_Exercise instructions_: Restate all data exactly. No images.

□ □ □ □

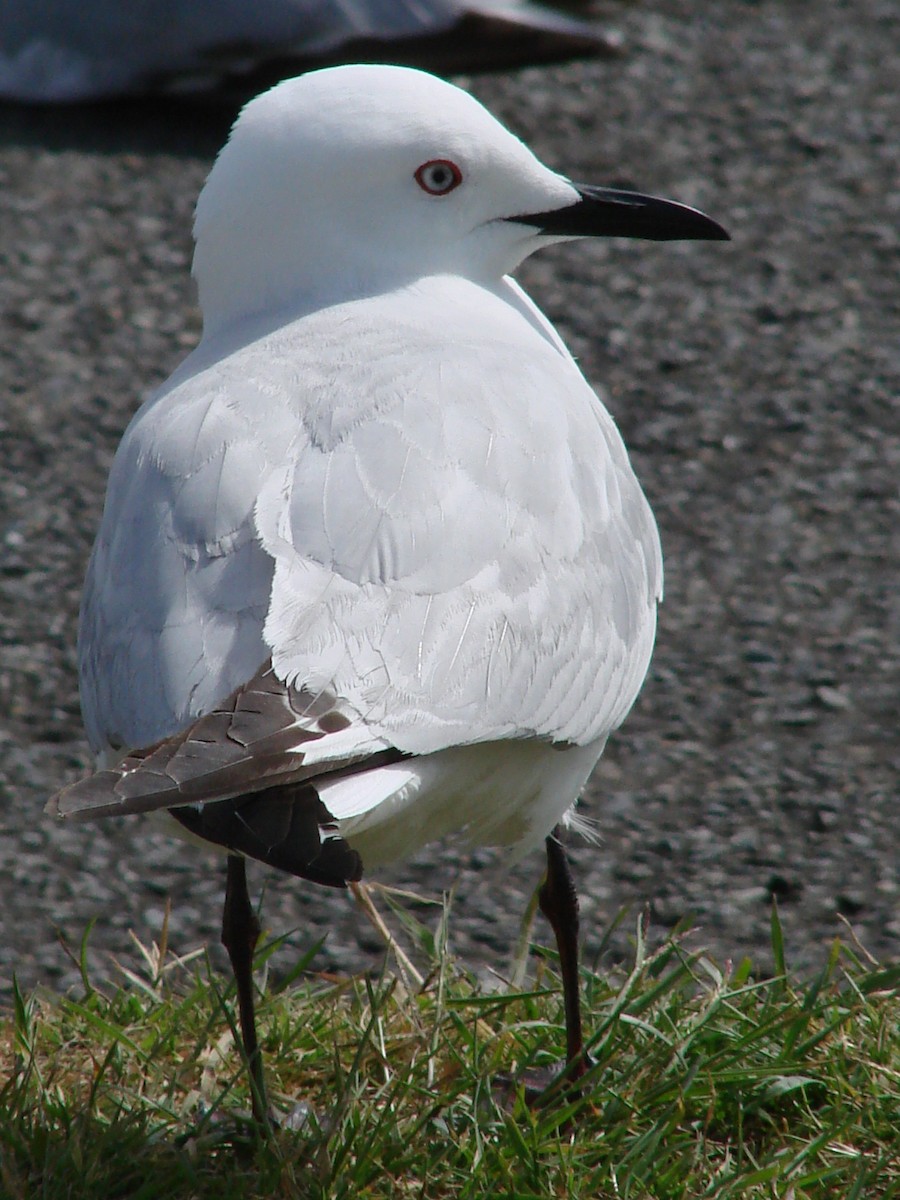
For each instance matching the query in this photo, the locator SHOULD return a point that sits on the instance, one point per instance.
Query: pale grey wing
(468, 556)
(178, 585)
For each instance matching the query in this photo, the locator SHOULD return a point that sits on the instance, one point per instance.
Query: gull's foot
(543, 1086)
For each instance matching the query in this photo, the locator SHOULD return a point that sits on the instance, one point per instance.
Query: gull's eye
(438, 177)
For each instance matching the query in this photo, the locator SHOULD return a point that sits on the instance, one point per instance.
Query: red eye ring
(438, 177)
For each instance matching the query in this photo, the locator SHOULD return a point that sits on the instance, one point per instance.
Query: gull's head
(357, 179)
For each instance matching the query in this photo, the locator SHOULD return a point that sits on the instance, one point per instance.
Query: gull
(373, 565)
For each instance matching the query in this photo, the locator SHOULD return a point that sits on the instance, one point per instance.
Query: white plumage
(373, 564)
(408, 498)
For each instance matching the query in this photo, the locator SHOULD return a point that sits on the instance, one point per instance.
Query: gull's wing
(427, 517)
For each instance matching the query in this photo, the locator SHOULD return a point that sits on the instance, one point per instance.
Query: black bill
(610, 213)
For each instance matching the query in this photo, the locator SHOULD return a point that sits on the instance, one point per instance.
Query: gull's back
(414, 499)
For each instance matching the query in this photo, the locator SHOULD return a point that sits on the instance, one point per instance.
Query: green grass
(707, 1084)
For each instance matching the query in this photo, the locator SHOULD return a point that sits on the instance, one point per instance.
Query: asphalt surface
(755, 384)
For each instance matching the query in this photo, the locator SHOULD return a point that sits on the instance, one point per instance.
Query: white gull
(373, 564)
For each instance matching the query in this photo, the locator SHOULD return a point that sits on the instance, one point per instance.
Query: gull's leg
(559, 904)
(240, 934)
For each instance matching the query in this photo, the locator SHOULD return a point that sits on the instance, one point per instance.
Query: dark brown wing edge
(287, 827)
(246, 744)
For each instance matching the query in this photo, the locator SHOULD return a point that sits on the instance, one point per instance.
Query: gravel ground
(754, 383)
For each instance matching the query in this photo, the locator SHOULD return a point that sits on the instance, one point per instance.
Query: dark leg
(240, 933)
(559, 904)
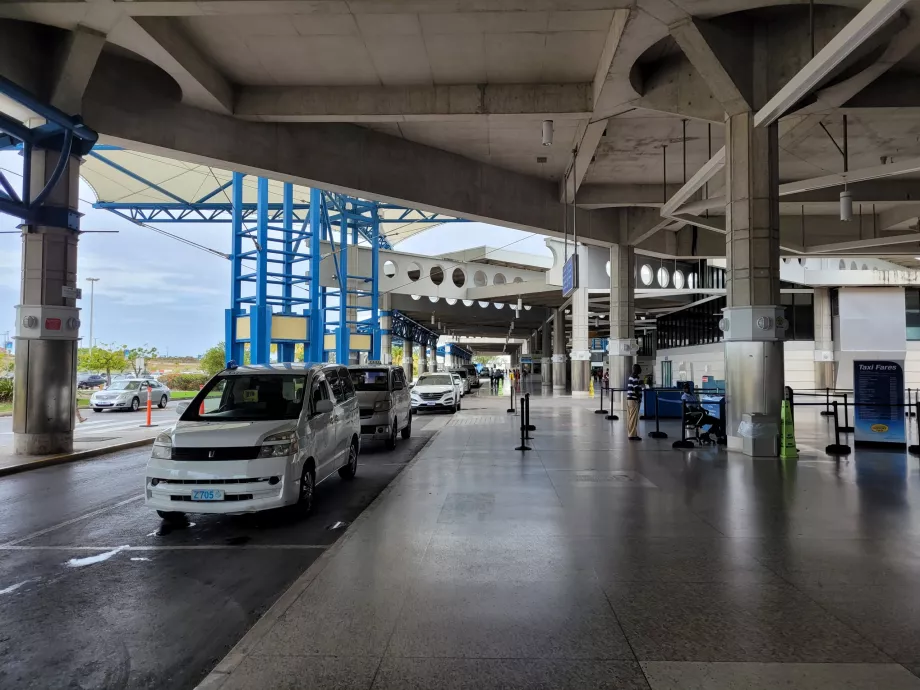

□ □ □ □

_Task solution_:
For each instance matching the query in this photo, the locator SHOULD return a point that sits on the instance, one point per instance.
Query: pale grey wing
(468, 556)
(178, 585)
For each instance matching the query in this photo, the locator SHOULD return a point that sits on the instance, one point per instance.
Query: gull's foot
(543, 1086)
For each instance matching the query in this photo, the locator SHOULD return a point that sits on the instance, one point per instance.
Query: gull's eye
(438, 177)
For each instance matching the query in this photo, the locator SHOULD return a point that sits on the instance, one point per instance.
Query: red eye ring
(438, 177)
For each instance matching the query in this photo, the locator SHOULD return a point that sits on the instance, one point per instance.
Query: gull's head
(357, 179)
For each instance matching the query in this photo, the locator SHOULD return a point that sits on the instance, one point per instance.
Query: gull
(373, 565)
For each instance matching the query in this photo, the locator SHOULD return a point that sits on the instance, one point per instance.
Query: white plumage
(373, 564)
(408, 498)
For each instance matching the query in this photo, the locator SHOULD return a point that sits on the instance, one point per instance.
Query: gull's wing
(427, 517)
For each instance matching the query in this photo, the locator SHOULD return a point that sits on the instance, one point per instance.
Query: black bill
(610, 213)
For each instance matching the query in this photo, the locator SHOULD return a point that sits on the instance, one point per instance.
Query: gull's back
(414, 499)
For each instance matching the query in this photo, the locator SHOULD return a point that sits on the instance, one point per instance.
Query: green grass
(707, 1084)
For each instance matching the query in this photo, the locator SHOULD return a point that sits on the instance, one point per instance.
Query: asphalt surface
(755, 384)
For each instance matching the query in this photo, the locator SHOULD return a point that sits on the instance, one point per instance.
Query: white gull
(373, 564)
For each instance matching the query in this photo, the locator SHOULD return a point that sits on the instance, one point per instance.
Query: gull's leg
(559, 904)
(240, 934)
For each instance matching the query in this photo, the locator SHOULD return a point that sits on the instance, one point per instance.
Query: dark brown wing edge
(287, 827)
(246, 744)
For each instance matching the query in this photo, the locator SHOULD return a point that sits on the instance, one point per instance.
Query: gravel ground
(754, 383)
For each instance matching the query in this photo, the locator SHOULD return a point that sits on the instance, one point per instance.
Query: dark leg
(240, 933)
(559, 904)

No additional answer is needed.